● **WRITTEN REQUEST**
Reproduce verbatim the lines of the records, beginning with the line that contains "Where can the gray striped" and continuing through the final line of the records.

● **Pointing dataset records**
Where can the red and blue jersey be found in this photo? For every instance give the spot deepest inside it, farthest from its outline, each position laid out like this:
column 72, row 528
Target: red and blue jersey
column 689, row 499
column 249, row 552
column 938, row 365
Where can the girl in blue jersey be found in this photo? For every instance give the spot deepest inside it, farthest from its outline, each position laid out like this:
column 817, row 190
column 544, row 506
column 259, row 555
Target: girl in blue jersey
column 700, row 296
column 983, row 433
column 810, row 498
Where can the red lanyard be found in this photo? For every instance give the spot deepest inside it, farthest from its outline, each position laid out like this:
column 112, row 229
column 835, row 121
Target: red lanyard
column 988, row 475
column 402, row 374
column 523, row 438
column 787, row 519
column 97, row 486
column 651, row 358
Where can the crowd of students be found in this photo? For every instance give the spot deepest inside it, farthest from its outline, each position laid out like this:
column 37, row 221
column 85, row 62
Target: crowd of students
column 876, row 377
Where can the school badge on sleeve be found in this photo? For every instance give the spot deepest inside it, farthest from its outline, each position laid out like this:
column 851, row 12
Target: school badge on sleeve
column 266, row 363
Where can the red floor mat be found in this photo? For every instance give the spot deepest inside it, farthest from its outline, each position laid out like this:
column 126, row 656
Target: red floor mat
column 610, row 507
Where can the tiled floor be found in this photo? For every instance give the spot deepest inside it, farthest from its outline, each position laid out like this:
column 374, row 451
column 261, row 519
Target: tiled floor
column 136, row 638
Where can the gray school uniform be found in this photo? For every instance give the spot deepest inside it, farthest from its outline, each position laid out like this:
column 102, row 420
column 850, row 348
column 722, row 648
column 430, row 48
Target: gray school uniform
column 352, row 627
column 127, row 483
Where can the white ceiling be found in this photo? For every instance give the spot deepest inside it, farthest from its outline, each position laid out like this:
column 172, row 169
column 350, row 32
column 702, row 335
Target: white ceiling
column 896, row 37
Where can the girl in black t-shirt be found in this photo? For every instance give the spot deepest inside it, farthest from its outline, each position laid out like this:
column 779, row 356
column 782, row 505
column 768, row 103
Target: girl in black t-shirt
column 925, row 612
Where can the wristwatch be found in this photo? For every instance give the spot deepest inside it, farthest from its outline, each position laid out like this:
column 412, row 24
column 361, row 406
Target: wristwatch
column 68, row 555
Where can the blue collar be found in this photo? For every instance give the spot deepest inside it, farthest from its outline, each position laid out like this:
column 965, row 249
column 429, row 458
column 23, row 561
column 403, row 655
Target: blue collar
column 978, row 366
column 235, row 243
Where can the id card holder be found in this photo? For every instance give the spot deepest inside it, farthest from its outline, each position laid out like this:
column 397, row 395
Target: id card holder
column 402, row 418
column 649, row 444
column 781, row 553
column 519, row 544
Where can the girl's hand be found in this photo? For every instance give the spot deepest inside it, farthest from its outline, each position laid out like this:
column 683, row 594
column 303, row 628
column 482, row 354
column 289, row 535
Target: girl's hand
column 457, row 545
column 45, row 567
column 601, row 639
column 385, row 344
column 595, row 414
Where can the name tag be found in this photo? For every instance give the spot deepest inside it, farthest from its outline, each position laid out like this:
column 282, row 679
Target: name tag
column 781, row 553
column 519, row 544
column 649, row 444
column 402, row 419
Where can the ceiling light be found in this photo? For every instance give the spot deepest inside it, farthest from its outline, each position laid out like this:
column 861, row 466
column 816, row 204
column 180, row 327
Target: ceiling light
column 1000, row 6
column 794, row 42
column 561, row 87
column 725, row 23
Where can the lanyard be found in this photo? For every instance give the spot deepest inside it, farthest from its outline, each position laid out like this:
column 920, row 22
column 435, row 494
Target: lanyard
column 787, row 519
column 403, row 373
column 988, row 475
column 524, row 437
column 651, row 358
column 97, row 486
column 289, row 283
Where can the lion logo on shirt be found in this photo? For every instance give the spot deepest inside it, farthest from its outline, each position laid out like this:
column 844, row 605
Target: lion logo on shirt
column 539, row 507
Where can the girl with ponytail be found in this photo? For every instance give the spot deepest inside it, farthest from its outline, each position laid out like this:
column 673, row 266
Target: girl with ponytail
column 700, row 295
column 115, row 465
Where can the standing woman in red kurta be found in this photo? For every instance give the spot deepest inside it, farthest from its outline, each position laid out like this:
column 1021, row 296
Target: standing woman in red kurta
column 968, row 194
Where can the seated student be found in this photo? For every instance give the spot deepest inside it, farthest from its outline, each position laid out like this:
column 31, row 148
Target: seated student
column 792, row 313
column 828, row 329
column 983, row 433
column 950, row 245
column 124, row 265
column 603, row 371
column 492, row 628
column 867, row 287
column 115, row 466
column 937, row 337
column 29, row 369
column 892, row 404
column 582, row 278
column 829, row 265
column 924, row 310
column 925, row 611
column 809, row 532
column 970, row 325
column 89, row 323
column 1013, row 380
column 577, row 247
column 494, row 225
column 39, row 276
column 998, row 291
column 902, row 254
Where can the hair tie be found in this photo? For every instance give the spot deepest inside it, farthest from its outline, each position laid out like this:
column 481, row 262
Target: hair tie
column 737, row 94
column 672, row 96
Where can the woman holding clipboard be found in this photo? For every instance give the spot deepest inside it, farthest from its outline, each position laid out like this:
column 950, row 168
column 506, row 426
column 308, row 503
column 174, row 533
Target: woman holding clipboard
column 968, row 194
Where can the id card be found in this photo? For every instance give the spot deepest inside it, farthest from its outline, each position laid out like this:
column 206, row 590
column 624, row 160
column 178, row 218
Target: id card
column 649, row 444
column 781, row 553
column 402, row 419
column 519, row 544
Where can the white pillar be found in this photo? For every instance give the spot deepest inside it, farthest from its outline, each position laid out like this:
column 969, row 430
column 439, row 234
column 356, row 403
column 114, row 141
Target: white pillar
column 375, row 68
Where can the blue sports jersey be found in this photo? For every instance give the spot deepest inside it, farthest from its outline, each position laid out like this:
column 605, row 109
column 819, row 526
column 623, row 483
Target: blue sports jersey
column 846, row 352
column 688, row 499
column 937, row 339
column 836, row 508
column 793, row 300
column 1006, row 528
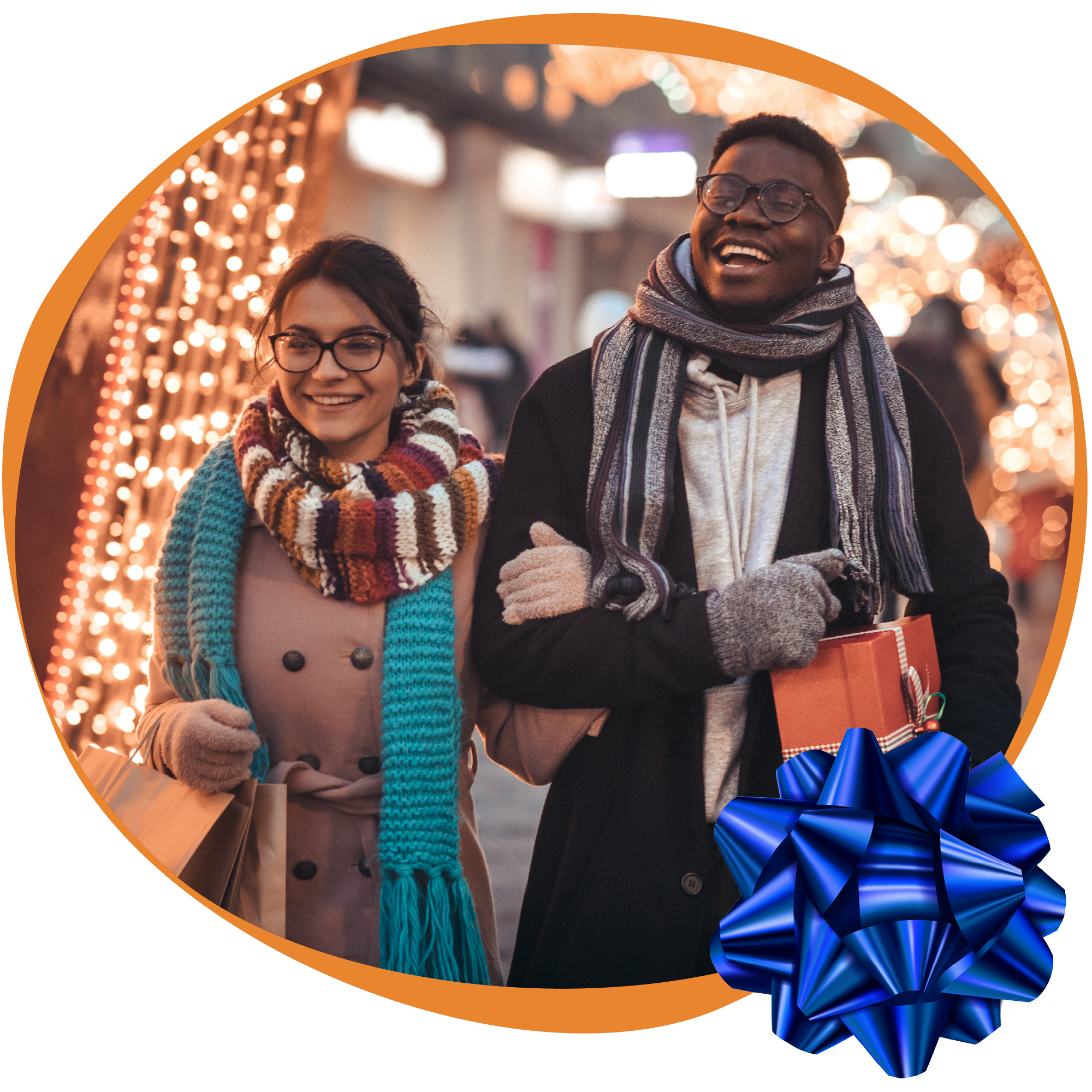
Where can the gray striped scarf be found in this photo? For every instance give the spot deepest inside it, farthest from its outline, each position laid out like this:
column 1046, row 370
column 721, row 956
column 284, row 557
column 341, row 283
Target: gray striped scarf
column 638, row 378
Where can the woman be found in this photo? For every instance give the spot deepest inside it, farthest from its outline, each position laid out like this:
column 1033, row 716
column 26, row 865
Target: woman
column 313, row 609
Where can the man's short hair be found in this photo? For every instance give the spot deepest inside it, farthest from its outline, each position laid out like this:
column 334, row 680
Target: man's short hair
column 791, row 132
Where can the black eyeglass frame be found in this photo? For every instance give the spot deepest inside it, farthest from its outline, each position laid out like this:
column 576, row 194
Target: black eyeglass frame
column 371, row 333
column 701, row 184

● **RESULT**
Where can the gray striped scarf be found in this photo? For every instance give the spot deepest inside it, farthest from its outline, each position laid out like this:
column 1046, row 370
column 721, row 956
column 284, row 557
column 341, row 283
Target: gray striped scarf
column 638, row 378
Where can the woman be found in this photo? For every instance give the spot deepest inside it, farthest from its outline, each position laid out like this:
column 1033, row 716
column 26, row 865
Target: woman
column 313, row 609
Where can the man's short hair be found in this photo? For every instance give the spot deepest inside it, farthest from its outline, each position laid out like this:
column 334, row 680
Target: man's short hair
column 791, row 132
Where can the black eyeglass frame be found in this photo? For every instance give the spot deepest inside it, farthest from its outline, each position laid out like this:
column 576, row 194
Target: black eyeglass frame
column 371, row 333
column 701, row 184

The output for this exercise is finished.